<<<<

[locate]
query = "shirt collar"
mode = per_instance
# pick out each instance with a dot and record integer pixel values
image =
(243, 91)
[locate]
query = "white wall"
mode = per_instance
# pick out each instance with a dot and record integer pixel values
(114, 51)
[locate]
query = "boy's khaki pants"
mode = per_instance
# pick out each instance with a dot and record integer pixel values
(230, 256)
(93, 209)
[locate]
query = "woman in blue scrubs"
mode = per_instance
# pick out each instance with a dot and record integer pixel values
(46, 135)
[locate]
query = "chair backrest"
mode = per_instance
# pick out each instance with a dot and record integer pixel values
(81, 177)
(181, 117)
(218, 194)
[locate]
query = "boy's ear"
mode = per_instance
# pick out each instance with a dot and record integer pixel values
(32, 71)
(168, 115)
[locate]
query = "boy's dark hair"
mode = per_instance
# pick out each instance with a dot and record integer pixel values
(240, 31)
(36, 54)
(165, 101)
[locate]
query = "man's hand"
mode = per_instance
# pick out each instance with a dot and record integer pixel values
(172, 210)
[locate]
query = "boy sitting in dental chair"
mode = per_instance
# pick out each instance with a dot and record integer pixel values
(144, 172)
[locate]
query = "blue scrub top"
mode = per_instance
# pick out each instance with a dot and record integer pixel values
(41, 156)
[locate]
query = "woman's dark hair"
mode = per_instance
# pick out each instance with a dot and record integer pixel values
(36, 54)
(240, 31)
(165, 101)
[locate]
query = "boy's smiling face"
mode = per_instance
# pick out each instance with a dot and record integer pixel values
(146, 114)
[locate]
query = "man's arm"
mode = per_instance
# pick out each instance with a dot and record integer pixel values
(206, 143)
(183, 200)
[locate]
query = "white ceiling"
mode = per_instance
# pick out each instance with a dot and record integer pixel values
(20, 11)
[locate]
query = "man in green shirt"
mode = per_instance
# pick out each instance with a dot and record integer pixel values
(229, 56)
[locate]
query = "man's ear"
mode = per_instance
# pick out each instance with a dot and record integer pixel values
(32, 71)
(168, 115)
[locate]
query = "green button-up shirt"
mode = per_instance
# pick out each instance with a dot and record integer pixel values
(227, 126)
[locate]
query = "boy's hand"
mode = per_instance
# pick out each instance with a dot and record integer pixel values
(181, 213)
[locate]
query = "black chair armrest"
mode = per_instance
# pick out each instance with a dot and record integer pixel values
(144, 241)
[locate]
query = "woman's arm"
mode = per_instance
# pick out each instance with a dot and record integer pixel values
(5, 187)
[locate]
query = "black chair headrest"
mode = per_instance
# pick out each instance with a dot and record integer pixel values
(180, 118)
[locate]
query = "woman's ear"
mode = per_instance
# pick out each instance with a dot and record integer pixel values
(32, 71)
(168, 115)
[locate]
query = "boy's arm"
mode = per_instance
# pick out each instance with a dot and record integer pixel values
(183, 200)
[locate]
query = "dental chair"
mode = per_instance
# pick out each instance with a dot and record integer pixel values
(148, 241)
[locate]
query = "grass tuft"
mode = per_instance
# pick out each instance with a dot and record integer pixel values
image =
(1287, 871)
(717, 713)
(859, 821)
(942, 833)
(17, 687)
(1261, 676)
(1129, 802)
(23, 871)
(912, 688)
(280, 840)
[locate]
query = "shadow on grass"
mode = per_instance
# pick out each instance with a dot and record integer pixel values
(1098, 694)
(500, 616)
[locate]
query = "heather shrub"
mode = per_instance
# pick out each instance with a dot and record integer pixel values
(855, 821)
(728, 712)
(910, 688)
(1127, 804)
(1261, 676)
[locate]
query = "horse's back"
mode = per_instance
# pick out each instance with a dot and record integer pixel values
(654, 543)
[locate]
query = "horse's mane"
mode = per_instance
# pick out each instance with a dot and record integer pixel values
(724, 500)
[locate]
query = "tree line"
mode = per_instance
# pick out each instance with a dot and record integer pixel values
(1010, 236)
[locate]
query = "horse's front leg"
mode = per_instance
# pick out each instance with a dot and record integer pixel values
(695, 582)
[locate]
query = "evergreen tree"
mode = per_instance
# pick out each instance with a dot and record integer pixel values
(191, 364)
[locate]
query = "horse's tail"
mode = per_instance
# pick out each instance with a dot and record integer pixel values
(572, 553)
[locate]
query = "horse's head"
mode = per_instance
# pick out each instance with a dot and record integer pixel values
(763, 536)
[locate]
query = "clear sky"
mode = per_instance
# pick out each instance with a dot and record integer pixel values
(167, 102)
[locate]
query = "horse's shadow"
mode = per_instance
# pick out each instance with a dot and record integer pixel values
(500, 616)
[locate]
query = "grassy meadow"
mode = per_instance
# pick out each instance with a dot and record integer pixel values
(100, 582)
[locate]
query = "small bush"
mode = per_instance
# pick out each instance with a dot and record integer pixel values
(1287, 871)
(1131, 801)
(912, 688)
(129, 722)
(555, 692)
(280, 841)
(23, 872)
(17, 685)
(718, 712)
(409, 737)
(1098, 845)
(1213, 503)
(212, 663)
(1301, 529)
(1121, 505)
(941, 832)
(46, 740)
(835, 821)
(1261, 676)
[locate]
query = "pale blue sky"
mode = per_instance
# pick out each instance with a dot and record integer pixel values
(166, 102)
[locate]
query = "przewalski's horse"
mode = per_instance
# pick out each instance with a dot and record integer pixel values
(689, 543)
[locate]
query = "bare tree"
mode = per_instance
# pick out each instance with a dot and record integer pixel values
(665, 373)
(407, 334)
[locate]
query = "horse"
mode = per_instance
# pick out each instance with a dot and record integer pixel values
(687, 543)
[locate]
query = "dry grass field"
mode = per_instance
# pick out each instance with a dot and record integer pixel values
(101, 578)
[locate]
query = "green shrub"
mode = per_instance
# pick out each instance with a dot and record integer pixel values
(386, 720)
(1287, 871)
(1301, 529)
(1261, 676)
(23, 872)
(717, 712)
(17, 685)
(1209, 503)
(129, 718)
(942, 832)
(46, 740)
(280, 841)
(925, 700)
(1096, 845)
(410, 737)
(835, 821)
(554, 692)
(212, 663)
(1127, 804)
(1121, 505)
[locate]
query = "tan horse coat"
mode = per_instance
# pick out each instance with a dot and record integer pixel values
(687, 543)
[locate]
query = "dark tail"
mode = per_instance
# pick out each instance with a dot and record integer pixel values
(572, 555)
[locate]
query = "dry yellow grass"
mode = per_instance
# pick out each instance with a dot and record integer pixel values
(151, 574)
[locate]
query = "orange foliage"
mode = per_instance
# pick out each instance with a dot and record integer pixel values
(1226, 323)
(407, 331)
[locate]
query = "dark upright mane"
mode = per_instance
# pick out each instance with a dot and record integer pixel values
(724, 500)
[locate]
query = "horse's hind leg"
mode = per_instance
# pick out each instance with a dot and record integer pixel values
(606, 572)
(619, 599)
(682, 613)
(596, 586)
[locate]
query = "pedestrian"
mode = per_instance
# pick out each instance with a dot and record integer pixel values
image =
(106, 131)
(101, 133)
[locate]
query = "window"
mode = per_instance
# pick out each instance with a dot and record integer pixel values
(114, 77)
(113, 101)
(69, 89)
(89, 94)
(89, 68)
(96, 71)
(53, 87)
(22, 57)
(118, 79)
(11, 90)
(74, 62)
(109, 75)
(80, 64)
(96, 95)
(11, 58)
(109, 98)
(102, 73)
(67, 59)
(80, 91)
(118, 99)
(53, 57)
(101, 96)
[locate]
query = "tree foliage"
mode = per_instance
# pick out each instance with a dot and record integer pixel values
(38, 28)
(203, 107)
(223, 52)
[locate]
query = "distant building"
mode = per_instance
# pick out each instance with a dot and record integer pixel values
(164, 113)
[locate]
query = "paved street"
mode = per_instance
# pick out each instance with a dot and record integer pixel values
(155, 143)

>>>>

= WHAT IS BEING ASKED =
In the listing above, how many lines have the string "shirt" in them? Reply with only the figure.

= COMPLETED TASK =
3